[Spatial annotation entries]

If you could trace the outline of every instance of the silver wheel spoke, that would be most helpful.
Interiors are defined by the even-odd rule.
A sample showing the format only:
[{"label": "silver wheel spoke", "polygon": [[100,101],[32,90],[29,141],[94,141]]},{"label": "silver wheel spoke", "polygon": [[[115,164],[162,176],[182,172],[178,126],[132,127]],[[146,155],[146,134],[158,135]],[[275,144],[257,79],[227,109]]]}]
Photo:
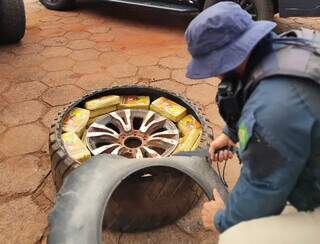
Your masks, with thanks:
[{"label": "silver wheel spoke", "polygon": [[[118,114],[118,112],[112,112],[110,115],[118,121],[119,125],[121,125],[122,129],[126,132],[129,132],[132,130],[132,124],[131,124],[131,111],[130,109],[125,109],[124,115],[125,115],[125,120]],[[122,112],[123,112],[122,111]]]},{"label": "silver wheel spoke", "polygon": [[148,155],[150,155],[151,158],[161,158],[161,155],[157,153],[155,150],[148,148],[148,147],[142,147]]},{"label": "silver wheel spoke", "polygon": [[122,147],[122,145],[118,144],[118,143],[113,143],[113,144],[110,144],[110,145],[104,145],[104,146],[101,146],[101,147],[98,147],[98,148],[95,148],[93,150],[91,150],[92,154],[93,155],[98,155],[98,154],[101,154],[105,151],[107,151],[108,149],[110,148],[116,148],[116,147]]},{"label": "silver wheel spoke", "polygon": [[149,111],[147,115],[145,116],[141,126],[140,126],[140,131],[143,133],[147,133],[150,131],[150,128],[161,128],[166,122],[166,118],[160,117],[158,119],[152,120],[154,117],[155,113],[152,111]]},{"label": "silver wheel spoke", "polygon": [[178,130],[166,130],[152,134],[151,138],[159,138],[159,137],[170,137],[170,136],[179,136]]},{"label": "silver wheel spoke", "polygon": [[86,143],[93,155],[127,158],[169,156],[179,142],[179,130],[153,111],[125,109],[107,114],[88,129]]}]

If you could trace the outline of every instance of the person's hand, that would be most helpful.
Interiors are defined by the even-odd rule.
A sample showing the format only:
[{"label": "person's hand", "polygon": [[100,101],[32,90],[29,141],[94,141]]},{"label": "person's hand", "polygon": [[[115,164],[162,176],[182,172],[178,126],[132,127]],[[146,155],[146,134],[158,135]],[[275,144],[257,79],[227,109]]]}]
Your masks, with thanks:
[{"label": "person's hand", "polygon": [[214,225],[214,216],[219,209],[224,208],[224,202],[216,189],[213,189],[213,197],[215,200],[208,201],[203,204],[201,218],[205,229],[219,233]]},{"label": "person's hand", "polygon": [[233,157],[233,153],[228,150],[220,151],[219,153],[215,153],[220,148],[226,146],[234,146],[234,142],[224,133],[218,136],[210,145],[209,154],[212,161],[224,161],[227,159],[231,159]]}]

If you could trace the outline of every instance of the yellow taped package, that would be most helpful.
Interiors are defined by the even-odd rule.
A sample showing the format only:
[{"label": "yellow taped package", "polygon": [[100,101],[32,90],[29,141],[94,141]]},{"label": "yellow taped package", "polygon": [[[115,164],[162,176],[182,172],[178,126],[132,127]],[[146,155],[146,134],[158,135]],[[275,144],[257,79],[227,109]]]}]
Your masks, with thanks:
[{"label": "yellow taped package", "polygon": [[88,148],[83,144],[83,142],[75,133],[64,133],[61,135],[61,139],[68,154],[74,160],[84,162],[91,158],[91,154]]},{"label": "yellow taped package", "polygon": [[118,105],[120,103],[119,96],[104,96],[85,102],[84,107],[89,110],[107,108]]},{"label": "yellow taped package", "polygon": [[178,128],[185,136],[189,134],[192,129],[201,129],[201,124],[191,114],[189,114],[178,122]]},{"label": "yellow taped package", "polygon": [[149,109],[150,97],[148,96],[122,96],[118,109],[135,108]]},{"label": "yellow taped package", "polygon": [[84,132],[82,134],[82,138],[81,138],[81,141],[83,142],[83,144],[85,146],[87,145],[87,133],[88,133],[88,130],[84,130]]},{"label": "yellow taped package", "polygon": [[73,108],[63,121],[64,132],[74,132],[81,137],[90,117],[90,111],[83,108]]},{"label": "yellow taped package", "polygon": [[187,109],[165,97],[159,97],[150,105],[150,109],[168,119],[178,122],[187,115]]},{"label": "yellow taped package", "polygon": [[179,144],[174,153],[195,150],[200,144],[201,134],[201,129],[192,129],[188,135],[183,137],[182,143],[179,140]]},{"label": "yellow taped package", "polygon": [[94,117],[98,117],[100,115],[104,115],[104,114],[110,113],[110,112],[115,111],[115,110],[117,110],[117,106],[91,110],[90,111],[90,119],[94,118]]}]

---

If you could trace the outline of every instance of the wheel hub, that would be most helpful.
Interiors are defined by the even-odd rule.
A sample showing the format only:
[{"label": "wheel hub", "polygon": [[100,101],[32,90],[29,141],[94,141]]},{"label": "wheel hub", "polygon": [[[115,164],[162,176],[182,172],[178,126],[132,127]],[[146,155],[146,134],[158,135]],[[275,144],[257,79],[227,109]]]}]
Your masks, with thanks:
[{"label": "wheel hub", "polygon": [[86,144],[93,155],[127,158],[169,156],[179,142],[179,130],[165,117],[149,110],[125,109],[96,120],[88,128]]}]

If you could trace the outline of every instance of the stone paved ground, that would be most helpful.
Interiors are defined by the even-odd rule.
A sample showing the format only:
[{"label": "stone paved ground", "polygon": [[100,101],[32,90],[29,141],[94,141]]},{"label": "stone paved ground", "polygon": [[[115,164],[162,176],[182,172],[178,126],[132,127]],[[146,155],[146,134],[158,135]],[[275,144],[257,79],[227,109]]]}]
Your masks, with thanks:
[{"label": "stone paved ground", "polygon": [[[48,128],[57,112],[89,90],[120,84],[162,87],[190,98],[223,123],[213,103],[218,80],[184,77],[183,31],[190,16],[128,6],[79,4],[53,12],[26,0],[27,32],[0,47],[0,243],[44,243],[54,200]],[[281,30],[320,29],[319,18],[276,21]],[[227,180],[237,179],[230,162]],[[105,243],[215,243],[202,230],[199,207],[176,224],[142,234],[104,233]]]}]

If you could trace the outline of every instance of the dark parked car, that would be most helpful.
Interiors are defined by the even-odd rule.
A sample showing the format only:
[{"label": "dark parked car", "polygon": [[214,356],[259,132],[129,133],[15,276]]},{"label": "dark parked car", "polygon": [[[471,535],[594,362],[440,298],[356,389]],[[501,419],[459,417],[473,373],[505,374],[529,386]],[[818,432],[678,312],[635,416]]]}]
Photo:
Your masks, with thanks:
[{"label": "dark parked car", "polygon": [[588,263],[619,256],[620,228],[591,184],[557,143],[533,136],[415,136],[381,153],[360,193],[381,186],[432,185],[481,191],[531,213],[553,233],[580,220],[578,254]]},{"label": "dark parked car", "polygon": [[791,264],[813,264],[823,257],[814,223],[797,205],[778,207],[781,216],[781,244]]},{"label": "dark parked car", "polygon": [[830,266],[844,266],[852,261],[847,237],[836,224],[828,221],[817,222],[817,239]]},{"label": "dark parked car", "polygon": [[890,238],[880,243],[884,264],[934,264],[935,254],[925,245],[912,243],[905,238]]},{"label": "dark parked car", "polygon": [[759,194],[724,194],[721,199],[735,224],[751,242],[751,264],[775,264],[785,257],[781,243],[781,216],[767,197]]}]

» YOUR GOAL
How many lines in the entries above contain the string "could" with matching case? Reply with the number alone.

» WRITTEN RESPONSE
6